● Assignment:
Each line from the one containing "Then put one point on each instance of the wooden railing" through the end of the entries below must be output exactly; no other line belongs.

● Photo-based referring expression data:
= = = = =

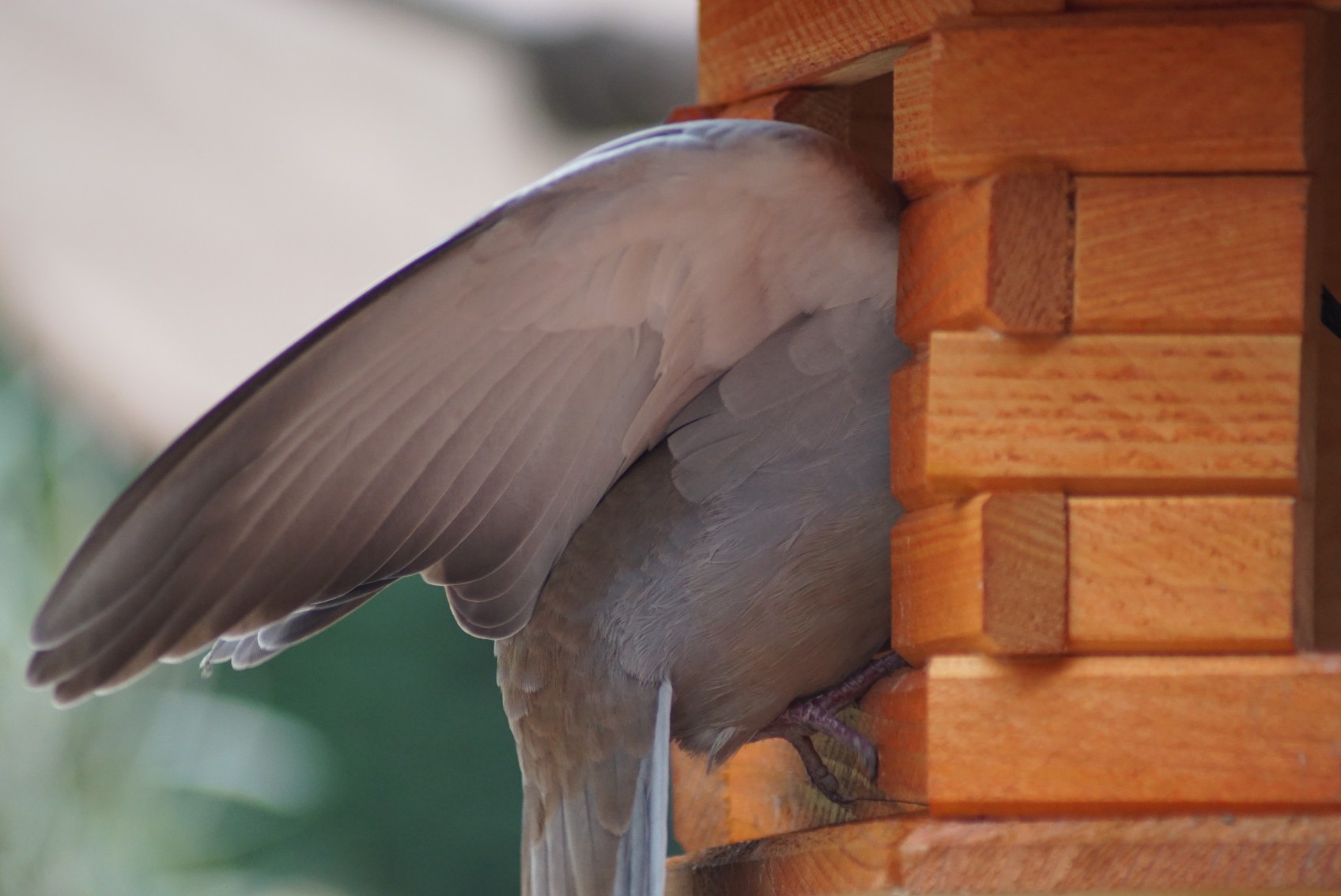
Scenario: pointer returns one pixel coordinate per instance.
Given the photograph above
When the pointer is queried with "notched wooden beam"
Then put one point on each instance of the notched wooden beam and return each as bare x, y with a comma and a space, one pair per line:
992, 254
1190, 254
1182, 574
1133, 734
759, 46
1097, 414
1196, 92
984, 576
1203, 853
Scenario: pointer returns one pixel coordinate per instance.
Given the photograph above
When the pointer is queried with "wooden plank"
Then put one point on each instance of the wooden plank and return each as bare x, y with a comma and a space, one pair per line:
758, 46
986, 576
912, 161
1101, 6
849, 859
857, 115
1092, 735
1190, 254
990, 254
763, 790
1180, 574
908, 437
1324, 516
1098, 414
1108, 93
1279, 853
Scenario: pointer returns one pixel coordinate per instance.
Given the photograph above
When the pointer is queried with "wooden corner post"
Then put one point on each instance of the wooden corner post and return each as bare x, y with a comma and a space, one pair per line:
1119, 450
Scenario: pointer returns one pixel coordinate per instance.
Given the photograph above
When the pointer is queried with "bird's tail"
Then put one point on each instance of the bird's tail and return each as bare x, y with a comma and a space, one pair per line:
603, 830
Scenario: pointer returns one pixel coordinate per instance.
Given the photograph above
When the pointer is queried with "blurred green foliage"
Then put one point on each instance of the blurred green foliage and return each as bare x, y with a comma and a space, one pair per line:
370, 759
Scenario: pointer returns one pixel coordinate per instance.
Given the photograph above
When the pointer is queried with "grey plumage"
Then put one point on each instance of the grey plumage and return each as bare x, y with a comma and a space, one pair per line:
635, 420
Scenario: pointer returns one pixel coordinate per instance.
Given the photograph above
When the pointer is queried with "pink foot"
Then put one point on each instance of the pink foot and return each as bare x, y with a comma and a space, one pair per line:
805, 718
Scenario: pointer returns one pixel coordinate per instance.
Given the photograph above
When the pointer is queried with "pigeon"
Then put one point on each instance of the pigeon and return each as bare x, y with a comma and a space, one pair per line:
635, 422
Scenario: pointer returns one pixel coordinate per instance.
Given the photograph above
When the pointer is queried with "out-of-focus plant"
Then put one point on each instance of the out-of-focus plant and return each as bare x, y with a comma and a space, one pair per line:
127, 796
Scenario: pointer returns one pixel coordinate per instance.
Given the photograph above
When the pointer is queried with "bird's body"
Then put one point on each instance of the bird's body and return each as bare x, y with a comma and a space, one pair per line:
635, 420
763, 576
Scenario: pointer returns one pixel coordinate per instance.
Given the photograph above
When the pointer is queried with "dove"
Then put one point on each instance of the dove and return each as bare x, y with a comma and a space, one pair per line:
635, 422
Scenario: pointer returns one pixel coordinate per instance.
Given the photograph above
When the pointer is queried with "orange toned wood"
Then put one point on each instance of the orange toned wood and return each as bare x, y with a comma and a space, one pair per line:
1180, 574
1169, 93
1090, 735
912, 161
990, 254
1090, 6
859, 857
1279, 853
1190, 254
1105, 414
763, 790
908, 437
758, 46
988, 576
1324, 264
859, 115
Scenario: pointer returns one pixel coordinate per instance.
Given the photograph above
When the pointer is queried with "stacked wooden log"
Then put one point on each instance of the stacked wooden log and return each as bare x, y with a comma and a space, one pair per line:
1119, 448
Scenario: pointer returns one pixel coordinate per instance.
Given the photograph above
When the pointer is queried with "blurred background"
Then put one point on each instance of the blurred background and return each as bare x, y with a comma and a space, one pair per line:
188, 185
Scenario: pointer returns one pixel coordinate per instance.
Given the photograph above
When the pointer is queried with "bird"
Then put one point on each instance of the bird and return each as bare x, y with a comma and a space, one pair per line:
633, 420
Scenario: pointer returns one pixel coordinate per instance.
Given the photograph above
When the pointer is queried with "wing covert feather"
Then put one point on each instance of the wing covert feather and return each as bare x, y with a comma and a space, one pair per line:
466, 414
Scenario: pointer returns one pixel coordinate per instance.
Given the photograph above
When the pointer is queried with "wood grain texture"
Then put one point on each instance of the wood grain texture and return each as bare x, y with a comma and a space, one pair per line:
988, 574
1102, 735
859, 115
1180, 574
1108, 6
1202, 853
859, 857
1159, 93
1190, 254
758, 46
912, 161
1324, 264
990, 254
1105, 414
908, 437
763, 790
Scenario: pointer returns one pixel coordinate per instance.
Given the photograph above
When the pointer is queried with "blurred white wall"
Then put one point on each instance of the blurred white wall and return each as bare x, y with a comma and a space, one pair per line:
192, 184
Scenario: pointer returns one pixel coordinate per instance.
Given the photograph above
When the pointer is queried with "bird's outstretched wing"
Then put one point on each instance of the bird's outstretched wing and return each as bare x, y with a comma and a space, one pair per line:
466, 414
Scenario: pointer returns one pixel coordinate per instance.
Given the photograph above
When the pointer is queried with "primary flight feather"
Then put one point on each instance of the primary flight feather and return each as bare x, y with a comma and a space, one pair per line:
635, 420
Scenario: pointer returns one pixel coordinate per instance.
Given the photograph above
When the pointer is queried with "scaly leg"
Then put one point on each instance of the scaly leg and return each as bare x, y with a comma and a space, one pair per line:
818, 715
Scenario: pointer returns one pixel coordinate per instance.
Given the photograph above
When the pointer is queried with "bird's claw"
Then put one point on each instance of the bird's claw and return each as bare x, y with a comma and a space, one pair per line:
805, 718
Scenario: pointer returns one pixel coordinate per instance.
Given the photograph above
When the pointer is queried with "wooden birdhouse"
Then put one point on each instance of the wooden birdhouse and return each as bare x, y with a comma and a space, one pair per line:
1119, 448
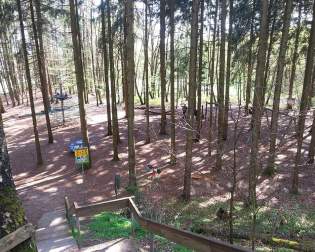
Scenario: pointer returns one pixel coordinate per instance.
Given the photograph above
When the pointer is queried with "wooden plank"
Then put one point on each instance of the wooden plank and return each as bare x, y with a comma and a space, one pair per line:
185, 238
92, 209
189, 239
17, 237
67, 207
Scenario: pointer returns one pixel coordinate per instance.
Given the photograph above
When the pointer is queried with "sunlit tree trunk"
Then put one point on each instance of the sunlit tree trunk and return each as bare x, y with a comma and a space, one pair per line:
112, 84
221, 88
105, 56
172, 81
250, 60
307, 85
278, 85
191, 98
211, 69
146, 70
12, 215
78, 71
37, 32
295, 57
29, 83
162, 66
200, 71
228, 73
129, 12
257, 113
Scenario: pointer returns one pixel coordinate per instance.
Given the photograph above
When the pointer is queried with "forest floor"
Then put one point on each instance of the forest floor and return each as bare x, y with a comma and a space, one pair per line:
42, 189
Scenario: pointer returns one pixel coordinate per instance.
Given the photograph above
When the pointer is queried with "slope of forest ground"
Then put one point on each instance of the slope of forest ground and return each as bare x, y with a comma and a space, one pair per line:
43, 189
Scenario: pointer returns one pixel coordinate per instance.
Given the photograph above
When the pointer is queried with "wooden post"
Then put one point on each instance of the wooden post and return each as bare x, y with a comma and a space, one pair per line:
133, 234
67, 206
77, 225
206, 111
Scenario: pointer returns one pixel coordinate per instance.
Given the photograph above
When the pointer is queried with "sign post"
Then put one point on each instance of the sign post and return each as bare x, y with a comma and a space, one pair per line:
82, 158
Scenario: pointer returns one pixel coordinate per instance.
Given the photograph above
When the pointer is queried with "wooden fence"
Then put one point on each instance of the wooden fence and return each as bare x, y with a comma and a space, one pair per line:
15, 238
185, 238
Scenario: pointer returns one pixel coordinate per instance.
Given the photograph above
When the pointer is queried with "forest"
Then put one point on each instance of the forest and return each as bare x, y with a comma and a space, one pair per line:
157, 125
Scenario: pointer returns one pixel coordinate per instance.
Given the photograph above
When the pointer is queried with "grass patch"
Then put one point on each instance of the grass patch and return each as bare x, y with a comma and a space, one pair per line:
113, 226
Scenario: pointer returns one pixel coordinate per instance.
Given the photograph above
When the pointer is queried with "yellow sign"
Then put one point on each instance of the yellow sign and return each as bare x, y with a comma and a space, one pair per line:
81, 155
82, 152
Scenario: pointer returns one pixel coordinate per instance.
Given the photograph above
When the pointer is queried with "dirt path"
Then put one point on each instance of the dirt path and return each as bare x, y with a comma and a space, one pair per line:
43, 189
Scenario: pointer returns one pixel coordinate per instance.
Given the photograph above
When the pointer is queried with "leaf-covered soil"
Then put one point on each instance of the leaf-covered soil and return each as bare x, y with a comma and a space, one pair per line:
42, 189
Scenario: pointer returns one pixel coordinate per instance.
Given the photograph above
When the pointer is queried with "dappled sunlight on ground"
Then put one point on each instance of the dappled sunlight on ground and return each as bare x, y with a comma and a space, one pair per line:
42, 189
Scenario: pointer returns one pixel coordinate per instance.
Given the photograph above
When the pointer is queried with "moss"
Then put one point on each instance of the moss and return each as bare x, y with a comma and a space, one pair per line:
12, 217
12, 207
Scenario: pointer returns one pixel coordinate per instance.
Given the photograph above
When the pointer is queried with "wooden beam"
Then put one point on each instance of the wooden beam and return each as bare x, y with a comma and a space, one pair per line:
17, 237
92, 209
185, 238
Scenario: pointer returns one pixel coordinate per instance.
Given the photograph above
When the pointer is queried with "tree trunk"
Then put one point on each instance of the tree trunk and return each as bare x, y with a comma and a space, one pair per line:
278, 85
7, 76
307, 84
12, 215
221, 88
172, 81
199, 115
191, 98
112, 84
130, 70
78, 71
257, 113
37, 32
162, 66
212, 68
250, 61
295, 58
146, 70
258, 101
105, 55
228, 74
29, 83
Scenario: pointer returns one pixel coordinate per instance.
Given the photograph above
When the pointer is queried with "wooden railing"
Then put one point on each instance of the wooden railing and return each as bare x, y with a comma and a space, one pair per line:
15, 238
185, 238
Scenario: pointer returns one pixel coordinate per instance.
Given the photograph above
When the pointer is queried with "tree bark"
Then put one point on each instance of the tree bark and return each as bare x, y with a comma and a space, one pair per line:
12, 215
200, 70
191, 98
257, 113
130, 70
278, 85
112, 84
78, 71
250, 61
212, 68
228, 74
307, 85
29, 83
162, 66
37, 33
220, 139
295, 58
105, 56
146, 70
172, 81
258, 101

= = = = =

● Exercise answer:
Then put one point on each instance of the wooden railing and return each as bare x, y with a comma and a space, one pair per line:
15, 238
185, 238
Scenario: pointer returns one pixel coordinate per instance.
Given the photograph above
When the pointer is queried with "tree bark"
Then put one point on each instance of the tree bark and return each as bare x, y with a comma and a space, one pair per line:
12, 215
200, 70
191, 98
257, 113
130, 70
278, 85
112, 84
78, 71
250, 61
212, 68
228, 74
307, 85
29, 83
162, 66
37, 33
220, 139
295, 58
105, 56
146, 70
172, 81
258, 101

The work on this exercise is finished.